Arbeitsauftrag A: Warum ist es laut vorliegendem Text kaum verwunderlich, dass das Aufwärmen widerlegter Verdrehungen gerade in der »Jüdischen Rundschau« erscheint? Erkläre es in ein bis drei Sätzen.

Vorliegender Text:
Lorenz Gösta Beutin über den Geschichtsrevisionismus der Neuen Rechten

  • Lorenz Gösta Beutin
  • Lesedauer: 3 Min.
Die Kampfschricht »Mein Kampf« wurde nach Auffassung einiger »Historiker« von einem Linksradikalen verfasst.
Die Kampfschricht »Mein Kampf« wurde nach Auffassung einiger »Historiker« von einem Linksradikalen verfasst.

»Wieviel links braucht man eigentlich noch in seinem Namen?« Das fragte jüngst eine Buchbesprechung zum neu aufgelegten Buch »Hitler. Selbstverständnis eines Revolutionärs« des Historikers, PR-Unternehmers und FDP-Mitglieds Rainer Zitelmann in der »Jüdischen Rundschau«. Der von der Zeitschrift »Aus Politik und Zeitgeschichte« der Bundeszentrale für politische Bildung als »Vordenker der intellektuellen Rechten« eingeordnete Autor meint in seinem Werk den ultimativen Beweis erbracht zu haben, dass die NSDAP nicht etwa ins rechtsextreme Lager gehöre, sondern dass Hitler und somit die Nazis eigentlich Linke gewesen seien.

Dieser unwissenschaftliche Geschichtsrevisionismus ist bekannt. Es ist kaum verwunderlich, dass das Aufwärmen längst widerlegter Verdrehungen in der »Jüdischen Rundschau« erscheint. Das Monatsblatt ist eine marktradikal-rechtskonservative Gegengründung zur liberal-demokratischen »Jüdischen Allgemeinen« und steht der Neuen Rechten mehr als nah. Doch die gefährliche Leier, Hitler, Vernichtungskrieg und Holocaust seien ein Ergebnis marxistischer Theorie und Praxis, wird heute zunehmend inflationärer in die Kommentarspalten bei X, Facebook und Co. gespült.

Daten zur Aufgabe:

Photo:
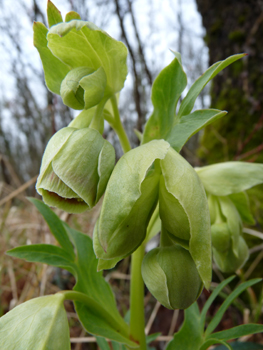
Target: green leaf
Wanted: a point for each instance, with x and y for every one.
(217, 318)
(38, 324)
(53, 14)
(189, 100)
(242, 346)
(212, 297)
(55, 70)
(185, 194)
(72, 15)
(241, 203)
(226, 178)
(55, 225)
(44, 253)
(213, 341)
(189, 336)
(190, 124)
(236, 332)
(166, 90)
(82, 44)
(92, 283)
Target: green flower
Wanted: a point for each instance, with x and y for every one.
(171, 276)
(75, 169)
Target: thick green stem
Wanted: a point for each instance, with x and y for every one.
(137, 322)
(96, 308)
(118, 127)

Arbeitsauftrag B: Gib alle Einträge neu wieder und setze dabei überall „Requested“ an die Stelle von „Wanted“. Alles Übrige bleibt gleich, die Bilder lässt du in der Antwort weg.

Schriftliche Lösung A: Das Monatsblatt ist eine marktradikal-rechtskonservative Gegengründung zur liberal-demokratischen »Jüdischen Allgemeinen«. Außerdem steht es der Neuen Rechten mehr als nah.

Schriftliche Lösung B:
Photo:
Target: green leaf
Requested: a point for each instance, with x and y for every one.
(217, 318)
(38, 324)
(53, 14)
(189, 100)
(242, 346)
(212, 297)
(55, 70)
(185, 194)
(72, 15)
(241, 203)
(226, 178)
(55, 225)
(44, 253)
(213, 341)
(189, 336)
(190, 124)
(236, 332)
(166, 90)
(82, 44)
(92, 283)
Target: green flower
Requested: a point for each instance, with x and y for every one.
(171, 276)
(75, 169)
Target: thick green stem
Requested: a point for each instance, with x and y for every one.
(137, 322)
(96, 308)
(118, 127)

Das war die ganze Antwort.